[Exercise text]

Table 1. Effect of system perturbation on sensitivity to flow
The effect of flow on coagulation depends on the activator size
The simulations described above were carried out with the same activator size of 1000 μm. The damaged area in vivo can vary, and it was necessary to find out how the observed phenomena depended on activator size. In order to do this, we determined the dependence of the lag-time on the activator size (Fig. 3a) with wall shear rate being kept constant (17 s-1). Increase of the activator size led to the lagtime decrease and vice versa. The dependence was hyperbolical as evidenced by linearity in a semi-reciprocal scale (Fig. 3a inset). There was almost no clotting (at this shear rate) for activators smaller than 500 μm. Additional simulations at different wall shear rates confirmed that all observed phenomena existed at different activation sizes although the specific values of clotting time could change (data not shown). Lagtime dependence on wall shear rate calculated for the 500 μm-long activating patch is presented in Fig. 3b. For this case = 3.35 and R' = 2.1 in comparison with 1000 μm -long activating patch. Influence of flow increased 3-fold and system became 2-fold more sensitive to flow rate variation, although all phenomena remained.
Figure 3. Dependence of lagtime on activator size. (a) All simulations were carried out as in Fig. 1, except for the difference in activator size. Wall shear rate is 17s-1. The inset shows the dependence in a semi-reciprocal scale. (b) 1) normal case, activator size 500 μm; 2) activator size 500 μm, no convection of all enzymes except for factors IIa and Xa; 3) normal case, activator size 1000 μm.

[/Exercise text]

Work instructions:
Answer these questions about the text on activator size and coagulation:
1. What wall shear rate was held constant while lag-time was measured against activator size?
2. Below what activator size was there almost no clotting at that shear rate?
3. In Figure 3b, what case does curve 2 represent?

[Dataset excerpts]

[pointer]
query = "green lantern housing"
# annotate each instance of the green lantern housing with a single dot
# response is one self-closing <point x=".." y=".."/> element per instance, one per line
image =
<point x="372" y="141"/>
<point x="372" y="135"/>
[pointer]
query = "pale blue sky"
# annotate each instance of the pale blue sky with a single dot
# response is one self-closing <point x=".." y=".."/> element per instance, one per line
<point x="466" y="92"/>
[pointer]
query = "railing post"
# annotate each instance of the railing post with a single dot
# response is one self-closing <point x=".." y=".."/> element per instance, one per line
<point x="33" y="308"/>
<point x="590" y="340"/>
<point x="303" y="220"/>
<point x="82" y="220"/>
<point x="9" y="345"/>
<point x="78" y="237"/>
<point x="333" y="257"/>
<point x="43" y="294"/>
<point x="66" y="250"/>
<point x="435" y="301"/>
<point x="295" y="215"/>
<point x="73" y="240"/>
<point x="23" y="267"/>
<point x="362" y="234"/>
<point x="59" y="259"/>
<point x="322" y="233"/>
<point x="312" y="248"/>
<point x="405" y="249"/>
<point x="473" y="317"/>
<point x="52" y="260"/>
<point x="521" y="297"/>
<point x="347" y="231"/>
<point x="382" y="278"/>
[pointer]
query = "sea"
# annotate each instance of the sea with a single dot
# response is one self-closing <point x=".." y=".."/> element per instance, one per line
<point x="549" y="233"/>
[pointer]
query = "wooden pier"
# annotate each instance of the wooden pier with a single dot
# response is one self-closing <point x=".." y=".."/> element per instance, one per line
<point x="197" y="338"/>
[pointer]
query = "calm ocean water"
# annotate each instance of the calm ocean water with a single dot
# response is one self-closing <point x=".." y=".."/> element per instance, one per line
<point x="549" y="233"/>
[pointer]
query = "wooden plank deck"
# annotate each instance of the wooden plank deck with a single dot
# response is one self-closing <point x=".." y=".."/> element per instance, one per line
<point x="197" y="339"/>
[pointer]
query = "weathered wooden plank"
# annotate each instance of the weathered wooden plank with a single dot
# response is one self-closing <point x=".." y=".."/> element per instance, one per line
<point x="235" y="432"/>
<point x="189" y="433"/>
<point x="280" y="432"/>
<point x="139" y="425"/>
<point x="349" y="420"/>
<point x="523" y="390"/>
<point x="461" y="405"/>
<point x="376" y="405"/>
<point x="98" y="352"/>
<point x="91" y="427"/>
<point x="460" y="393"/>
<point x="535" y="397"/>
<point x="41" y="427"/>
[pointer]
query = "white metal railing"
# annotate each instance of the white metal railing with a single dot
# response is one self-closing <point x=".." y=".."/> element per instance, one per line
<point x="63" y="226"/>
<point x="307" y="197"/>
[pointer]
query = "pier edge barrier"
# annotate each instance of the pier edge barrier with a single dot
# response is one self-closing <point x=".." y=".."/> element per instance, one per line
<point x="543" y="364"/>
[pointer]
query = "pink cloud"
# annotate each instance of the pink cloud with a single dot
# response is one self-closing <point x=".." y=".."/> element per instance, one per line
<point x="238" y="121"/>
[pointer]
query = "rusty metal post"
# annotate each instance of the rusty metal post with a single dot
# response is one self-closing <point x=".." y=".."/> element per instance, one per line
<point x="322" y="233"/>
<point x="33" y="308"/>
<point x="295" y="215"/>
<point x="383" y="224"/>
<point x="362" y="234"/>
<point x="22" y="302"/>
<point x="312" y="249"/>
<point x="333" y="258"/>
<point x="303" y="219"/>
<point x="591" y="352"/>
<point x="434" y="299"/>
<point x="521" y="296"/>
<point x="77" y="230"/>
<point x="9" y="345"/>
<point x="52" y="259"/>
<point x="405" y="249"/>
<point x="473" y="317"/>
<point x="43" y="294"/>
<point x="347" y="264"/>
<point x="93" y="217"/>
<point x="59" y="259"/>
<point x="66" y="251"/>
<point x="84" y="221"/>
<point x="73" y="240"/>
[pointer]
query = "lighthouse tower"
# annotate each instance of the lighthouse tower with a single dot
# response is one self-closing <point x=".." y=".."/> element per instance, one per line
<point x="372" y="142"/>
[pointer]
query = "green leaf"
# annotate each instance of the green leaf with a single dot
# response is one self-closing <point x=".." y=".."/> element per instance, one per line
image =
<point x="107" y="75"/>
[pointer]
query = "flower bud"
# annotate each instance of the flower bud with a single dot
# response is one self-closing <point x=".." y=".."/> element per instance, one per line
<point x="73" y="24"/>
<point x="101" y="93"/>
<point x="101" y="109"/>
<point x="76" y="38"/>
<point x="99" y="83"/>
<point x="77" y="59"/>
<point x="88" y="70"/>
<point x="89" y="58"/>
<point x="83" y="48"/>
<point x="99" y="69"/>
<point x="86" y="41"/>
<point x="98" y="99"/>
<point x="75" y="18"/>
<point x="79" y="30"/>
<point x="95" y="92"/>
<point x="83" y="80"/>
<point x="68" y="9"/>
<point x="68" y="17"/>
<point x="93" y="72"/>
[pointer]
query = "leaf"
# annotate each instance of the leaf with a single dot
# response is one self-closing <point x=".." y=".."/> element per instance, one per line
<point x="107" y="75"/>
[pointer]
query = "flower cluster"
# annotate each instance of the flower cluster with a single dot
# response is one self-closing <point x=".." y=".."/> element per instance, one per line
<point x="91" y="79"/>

[/Dataset excerpts]

Answer to the exercise:
1. 17 s-1
2. 500 μm
3. An activator size of 500 μm, with no convection of any enzymes except factors IIa and Xa